Quoted text:
□ □ □ □

With such an implementation, we get the striking result of….

As we can see, the policy isn’t doing too well. What did we do wrong?

Theoretically, nothing wrong, but practically, we’re missing some bells and whistles that make a massive difference. These sorts of best practices are incredibly important in reinforcement learning (and generally in deep learning).

Decomposing our Angles

The first change we are going to make is to the inputs to our deep neural net. The current inputs use the raw angle, \(\theta\). This may work well in the basic cart-pole problem where our angle is bounded within a small range, but in a more general cart-pole setting where the pole can rotate multiple times, we end up with weird angular effects that are difficult for a neural network to learn how to handle:

In order to better handle the angle, we are going to instead input \(\cos(\theta)\) and \(\sin(\theta)\):

Wrangling the Loss Functions

One of the biggest issues we have is with the reward function. The expected value at a given state can be quite large. A single state can \(R(s,a)\) produce values as large as 4.8^2/100 + 2 = 2.23, but these then get accumulated over 2000 time steps with a discount factor of \(\gamma = 0.995\), resulting in values as large as \(U(s) = \sum_{k=1}^2000 2.23 \gamma^{k-1} \approx 446\). Now, 446 isn’t massive, but it is still somewhat large. Pretty much everything deep-learning likes to work close to zero.

We can plot our gradient norm during training to see how this large reward can cause an issue. The magnitude of the value function gradient is massive! This leads to large instabilities, particularly late in training:

The first thing we will do is dampen out the loss signal for large deviations in reward. Right now, if we predict, say, \(U(s) = 50\) but the real reward is \(U(s) = 400\), we’d end up with a squared loss value of \(350^2 = 122500\). That is somewhat unwieldy.

We want to use a squared loss, for its simplicity and curvature, but only if we are pretty close to the correct value. If we are far off the mark, we’d rather use something gentler.

So we’ll turn to the Huber loss, which uses the squared loss for nearly accurate values and a linear loss for sufficiently inaccurate values:

This helps alleviate the large reward problem, but we can do better. The next thing we will do is normalize our expected values. This step adjusts the expected values to have mean zero and a unit standard deviation (i.e., follow a normal distribution):

\[\bar{u} = (u – \mu) / \sigma\]

Right now, our average advantage starts off very large (~150), with a large standard deviation (~50), and over time settles to around mean 0 and stdev 30:

To normalize, we need to keep a running estimate of the value function mean \(\mu\) and standard deviation \(\sigma\). OnlineStats.jl makes this easy. One important thing to note, however, is that we compute the reward-to-go for multiple depths, and the estimated values are going to be different depending on the depth. A reward-to-go from \(k=1\) with a max depth of 2000 is going to be different than a reward-to-go from \(k=1999\). As such, we actually maintain separate mean and standard deviation estimates for each depth.

The last thing we do is clamping, both to the standardized reward-to-go:

r_togo = r + γ*r_togo
r_togo_standardized = (r_togo - r_togo_μs[d]) / (r_togo_σs[d] + 1e-3)
r_togo_standardized = clamp(r_togo_standardized, -max_standardized_r_togo, max_standardized_r_togo)
fit!(r_togo_est[d], r_togo)

and to the gradient:

for grad in ∇π
    grad ./= m
    clamp!(grad, -max_gradient, max_gradient)

□ □ □ □

Data items:
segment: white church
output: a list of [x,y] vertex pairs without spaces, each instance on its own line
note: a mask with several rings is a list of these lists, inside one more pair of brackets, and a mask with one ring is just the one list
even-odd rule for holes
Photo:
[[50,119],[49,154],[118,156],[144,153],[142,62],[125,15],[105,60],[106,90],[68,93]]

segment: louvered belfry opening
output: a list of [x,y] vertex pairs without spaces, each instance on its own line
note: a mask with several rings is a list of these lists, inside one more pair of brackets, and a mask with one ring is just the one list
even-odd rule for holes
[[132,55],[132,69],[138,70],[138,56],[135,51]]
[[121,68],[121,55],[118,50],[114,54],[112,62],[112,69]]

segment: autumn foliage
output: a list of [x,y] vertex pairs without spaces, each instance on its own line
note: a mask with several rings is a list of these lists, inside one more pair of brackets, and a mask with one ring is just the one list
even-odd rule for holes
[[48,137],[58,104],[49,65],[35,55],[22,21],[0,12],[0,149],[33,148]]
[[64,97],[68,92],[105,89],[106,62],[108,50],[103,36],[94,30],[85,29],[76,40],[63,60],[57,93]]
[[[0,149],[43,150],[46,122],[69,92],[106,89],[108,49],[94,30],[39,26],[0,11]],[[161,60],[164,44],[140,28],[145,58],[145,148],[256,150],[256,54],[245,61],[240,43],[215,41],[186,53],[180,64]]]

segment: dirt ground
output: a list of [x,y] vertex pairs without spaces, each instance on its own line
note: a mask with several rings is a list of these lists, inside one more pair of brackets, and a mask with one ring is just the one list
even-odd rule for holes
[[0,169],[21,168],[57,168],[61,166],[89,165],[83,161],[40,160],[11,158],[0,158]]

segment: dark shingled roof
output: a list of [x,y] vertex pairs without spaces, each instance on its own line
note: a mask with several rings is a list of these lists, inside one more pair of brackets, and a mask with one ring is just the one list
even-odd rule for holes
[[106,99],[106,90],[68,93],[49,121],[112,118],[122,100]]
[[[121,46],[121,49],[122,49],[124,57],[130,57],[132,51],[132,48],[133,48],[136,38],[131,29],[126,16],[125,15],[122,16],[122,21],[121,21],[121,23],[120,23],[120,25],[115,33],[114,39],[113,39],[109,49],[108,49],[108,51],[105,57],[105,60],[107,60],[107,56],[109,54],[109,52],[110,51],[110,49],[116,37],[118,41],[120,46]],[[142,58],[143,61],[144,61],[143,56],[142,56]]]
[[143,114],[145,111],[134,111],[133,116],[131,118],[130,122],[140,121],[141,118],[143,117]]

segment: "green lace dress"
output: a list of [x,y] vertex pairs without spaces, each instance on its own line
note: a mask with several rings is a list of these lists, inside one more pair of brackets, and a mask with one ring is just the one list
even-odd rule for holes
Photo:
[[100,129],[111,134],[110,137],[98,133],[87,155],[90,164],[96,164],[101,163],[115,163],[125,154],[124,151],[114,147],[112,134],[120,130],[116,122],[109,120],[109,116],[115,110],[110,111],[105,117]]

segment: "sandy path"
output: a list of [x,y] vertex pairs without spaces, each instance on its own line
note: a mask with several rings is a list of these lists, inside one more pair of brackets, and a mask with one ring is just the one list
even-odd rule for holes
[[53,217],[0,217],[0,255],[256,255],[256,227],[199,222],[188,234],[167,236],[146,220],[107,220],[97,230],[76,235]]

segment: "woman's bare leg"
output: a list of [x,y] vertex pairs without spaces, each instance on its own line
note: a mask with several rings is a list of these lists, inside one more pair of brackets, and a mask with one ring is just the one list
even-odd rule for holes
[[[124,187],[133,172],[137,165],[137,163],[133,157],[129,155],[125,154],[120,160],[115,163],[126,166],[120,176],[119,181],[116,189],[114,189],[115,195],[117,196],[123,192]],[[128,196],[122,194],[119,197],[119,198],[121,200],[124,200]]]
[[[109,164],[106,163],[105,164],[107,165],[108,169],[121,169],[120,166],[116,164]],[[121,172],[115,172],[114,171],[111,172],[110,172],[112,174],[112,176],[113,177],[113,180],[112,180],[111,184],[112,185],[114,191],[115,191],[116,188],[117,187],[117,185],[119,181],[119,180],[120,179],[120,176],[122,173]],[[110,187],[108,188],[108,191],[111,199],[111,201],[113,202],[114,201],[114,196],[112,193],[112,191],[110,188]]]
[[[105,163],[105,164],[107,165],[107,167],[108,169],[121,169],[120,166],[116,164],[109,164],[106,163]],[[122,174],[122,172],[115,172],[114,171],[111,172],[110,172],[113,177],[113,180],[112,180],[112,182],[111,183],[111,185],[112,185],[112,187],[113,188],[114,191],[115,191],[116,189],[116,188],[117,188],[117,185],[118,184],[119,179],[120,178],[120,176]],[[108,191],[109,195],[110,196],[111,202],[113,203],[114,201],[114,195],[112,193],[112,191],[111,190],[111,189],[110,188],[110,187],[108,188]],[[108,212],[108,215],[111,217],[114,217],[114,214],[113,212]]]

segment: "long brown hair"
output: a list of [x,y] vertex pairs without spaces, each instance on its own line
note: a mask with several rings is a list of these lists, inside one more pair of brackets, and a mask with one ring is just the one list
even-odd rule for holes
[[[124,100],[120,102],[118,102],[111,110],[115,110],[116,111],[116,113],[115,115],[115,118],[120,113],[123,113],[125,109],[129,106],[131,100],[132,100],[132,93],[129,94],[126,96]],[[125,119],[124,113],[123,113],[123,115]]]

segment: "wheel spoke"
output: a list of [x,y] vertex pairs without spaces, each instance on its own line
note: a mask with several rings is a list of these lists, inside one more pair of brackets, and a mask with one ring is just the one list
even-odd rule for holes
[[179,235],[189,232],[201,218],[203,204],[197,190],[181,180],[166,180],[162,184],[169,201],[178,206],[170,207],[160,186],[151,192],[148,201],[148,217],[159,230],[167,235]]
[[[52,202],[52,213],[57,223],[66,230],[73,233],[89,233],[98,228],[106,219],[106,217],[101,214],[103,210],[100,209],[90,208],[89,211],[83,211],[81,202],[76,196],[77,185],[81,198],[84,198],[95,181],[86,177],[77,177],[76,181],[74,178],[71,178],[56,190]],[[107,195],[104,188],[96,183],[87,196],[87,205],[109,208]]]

□ □ □ □

Required work:
Quote the cart-pole text verbatim, starting at "We can plot" and ending at "is somewhat unwieldy.".

The reply:
We can plot our gradient norm during training to see how this large reward can cause an issue. The magnitude of the value function gradient is massive! This leads to large instabilities, particularly late in training:

The first thing we will do is dampen out the loss signal for large deviations in reward. Right now, if we predict, say, \(U(s) = 50\) but the real reward is \(U(s) = 400\), we’d end up with a squared loss value of \(350^2 = 122500\). That is somewhat unwieldy.